TASK STATEMENT — Report each line in the rows below that contains the string "query", treating uppercase and lowercase letters as different.

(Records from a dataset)
= = = =
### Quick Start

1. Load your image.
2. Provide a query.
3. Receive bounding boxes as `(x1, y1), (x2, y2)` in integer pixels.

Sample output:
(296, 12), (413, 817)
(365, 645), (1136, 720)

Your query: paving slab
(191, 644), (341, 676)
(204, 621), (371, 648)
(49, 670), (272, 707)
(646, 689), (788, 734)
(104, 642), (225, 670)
= = = =
EXERCISE RESULT —
2. Provide a query.
Your query: paving slab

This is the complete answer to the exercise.